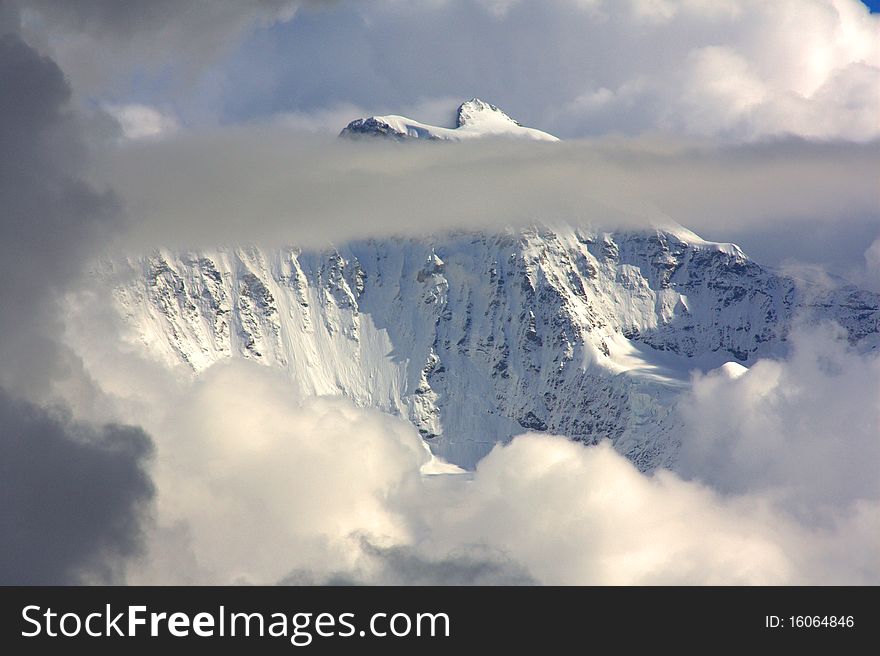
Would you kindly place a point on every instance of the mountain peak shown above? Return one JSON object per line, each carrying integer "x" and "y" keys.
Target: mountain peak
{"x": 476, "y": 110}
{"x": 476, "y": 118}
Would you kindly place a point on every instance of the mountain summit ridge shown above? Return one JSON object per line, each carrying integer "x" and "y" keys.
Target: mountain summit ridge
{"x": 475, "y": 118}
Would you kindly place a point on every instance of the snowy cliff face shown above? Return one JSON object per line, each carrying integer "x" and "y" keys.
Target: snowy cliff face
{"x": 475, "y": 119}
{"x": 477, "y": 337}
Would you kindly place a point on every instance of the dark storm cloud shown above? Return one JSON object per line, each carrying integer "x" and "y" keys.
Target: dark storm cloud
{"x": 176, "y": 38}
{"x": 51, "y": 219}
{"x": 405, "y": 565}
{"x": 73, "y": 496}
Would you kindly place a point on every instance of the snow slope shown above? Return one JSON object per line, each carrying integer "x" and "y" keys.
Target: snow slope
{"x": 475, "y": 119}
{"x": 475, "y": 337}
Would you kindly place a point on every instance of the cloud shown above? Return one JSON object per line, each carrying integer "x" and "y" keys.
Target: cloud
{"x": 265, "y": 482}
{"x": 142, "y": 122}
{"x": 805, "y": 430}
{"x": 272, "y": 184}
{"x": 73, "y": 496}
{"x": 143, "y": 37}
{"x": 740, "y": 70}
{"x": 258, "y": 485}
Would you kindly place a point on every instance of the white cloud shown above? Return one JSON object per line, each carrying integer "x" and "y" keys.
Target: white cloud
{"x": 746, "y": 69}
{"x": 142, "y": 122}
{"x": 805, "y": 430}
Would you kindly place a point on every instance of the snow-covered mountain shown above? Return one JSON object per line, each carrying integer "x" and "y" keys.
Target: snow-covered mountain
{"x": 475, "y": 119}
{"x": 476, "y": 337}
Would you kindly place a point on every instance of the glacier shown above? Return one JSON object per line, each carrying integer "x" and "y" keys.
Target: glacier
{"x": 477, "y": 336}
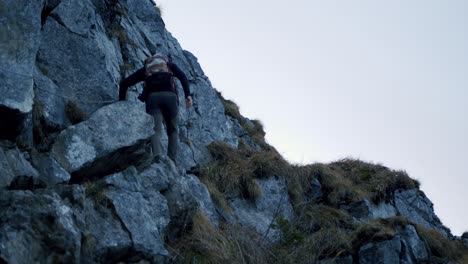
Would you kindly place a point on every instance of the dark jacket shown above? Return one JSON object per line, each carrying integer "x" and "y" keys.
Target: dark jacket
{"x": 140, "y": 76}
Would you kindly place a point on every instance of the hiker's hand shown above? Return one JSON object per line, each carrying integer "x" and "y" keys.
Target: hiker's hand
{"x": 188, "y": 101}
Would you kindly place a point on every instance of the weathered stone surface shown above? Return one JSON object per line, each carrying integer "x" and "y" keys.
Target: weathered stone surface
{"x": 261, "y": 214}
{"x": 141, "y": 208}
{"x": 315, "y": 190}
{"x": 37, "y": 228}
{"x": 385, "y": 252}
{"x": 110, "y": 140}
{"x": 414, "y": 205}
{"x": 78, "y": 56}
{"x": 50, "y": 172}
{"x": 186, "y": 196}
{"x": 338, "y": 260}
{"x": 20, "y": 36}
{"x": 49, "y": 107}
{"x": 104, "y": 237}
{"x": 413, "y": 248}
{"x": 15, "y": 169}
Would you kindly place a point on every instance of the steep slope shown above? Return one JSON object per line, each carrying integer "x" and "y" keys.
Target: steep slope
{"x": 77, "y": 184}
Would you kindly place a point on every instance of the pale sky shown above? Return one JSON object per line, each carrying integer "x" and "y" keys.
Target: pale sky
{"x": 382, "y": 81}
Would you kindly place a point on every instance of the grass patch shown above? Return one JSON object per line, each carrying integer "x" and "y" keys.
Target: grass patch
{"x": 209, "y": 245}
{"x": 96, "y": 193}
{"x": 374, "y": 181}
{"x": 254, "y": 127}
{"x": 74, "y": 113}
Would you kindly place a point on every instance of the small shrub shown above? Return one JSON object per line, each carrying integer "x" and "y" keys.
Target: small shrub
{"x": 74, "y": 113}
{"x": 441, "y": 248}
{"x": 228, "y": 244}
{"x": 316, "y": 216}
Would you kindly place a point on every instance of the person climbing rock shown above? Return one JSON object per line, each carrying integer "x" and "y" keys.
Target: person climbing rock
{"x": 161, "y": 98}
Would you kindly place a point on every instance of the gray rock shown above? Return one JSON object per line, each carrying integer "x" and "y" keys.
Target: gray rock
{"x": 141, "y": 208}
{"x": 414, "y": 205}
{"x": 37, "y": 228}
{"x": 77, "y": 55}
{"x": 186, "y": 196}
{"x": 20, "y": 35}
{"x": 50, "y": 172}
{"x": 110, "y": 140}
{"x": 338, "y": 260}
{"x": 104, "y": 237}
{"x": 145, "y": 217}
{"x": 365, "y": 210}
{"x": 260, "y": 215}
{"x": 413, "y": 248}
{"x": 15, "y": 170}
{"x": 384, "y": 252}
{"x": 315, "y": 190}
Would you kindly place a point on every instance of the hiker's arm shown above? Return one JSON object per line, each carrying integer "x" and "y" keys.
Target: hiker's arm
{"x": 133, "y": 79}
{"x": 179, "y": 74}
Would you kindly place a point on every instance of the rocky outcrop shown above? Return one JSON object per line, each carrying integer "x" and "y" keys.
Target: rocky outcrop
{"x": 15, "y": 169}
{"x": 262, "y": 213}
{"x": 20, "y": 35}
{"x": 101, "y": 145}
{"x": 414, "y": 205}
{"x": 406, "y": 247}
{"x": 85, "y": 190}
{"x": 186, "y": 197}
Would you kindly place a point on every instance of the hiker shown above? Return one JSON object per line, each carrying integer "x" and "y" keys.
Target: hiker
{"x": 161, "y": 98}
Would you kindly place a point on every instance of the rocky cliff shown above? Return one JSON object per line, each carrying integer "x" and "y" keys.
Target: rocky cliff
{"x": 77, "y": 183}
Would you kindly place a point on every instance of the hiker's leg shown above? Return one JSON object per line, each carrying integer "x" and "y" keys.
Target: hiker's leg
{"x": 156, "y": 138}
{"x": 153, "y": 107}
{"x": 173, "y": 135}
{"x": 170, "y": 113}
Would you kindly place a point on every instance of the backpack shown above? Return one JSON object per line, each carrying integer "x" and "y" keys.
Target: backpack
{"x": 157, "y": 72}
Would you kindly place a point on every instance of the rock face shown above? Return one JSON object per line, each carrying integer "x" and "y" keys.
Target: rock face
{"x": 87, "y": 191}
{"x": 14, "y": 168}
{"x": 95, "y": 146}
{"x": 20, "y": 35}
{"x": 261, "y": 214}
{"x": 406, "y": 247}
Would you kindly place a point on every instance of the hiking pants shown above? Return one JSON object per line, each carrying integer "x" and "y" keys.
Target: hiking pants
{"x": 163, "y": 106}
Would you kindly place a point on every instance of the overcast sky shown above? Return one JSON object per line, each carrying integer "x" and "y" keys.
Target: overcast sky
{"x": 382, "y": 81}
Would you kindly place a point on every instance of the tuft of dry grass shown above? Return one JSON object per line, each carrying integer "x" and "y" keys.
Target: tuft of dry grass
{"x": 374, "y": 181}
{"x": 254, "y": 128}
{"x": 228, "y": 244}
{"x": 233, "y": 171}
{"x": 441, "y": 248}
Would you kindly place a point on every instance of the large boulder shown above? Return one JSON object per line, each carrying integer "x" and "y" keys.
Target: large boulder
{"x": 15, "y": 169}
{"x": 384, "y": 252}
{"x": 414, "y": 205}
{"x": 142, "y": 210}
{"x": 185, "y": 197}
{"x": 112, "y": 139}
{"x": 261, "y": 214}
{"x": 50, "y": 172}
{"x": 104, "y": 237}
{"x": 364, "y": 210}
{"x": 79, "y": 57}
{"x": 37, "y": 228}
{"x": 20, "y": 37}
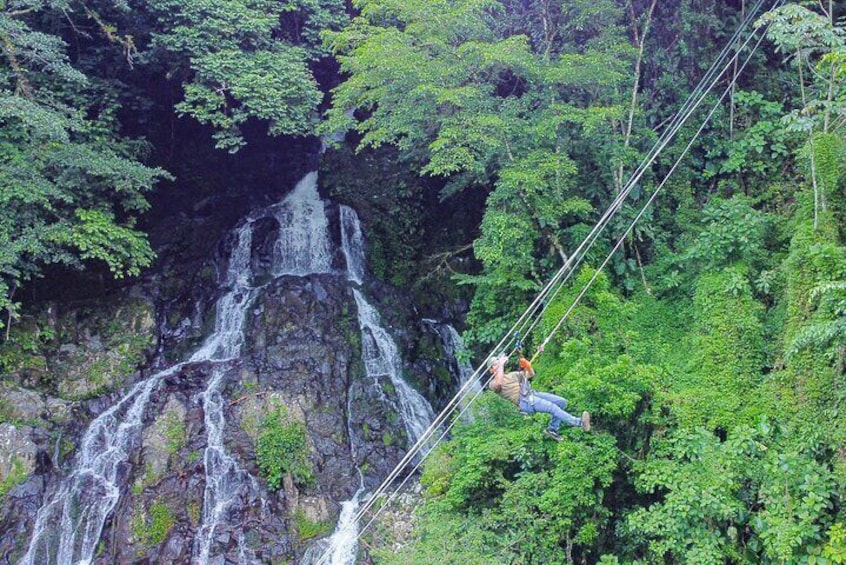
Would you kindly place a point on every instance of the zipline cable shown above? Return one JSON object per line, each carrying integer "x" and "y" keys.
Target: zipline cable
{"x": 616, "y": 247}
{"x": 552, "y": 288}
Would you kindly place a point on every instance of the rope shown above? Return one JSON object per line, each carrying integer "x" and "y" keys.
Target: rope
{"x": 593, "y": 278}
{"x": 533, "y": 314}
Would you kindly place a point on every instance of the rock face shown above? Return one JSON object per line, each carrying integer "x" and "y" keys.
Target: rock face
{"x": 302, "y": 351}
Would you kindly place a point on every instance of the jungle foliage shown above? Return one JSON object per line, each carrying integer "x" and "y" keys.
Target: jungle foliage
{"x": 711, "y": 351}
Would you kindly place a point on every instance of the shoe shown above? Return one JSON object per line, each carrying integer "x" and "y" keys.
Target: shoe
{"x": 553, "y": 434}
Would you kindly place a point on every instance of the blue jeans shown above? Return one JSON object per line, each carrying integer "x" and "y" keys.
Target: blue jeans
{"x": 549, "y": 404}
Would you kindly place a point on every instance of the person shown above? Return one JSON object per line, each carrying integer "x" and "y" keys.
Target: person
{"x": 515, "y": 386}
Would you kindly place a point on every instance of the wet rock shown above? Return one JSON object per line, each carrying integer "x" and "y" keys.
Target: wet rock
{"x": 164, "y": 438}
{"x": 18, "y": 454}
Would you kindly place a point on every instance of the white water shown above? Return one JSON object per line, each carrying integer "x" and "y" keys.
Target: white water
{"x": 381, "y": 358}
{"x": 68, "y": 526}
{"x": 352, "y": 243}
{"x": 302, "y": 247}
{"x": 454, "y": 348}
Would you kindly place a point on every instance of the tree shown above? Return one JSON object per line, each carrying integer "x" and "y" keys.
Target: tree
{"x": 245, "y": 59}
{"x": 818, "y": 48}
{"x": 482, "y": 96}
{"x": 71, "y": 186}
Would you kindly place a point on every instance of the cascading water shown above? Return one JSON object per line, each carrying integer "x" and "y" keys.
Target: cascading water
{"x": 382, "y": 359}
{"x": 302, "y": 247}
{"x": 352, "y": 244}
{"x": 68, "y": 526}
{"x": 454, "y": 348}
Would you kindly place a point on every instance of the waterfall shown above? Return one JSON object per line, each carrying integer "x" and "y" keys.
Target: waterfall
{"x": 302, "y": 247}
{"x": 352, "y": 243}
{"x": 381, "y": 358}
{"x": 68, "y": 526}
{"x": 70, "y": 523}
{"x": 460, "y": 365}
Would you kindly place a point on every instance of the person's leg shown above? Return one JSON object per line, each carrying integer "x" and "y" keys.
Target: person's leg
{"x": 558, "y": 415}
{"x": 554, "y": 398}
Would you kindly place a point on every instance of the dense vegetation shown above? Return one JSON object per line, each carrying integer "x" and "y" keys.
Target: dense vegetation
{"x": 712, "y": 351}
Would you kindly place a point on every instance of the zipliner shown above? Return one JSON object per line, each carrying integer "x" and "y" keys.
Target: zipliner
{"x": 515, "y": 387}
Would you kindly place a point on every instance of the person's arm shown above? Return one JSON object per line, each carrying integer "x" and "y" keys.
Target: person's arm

ACTION ITEM
Using the listing above, return word for word each line from the one that has "of the waterfall" through the one that has "of the dense", and no line outside that range.

EXPECTED ANSWER
Would you kindly place a point on every instance of the waterfall shown above? Return one JSON object per line, each carrying integer "x" and "y" keys.
Target: waterfall
{"x": 302, "y": 247}
{"x": 352, "y": 243}
{"x": 381, "y": 358}
{"x": 68, "y": 526}
{"x": 70, "y": 523}
{"x": 460, "y": 365}
Would you kindly place a point on every instance of the person's leg shown above? Return one JSON object per line, each carrying integer "x" and "y" keys.
Target: person's leg
{"x": 558, "y": 415}
{"x": 554, "y": 398}
Would you kindly place a point on every instance of the dense vegetation shown above? Return one JSON object per line, each carrying integer "x" and "y" keys.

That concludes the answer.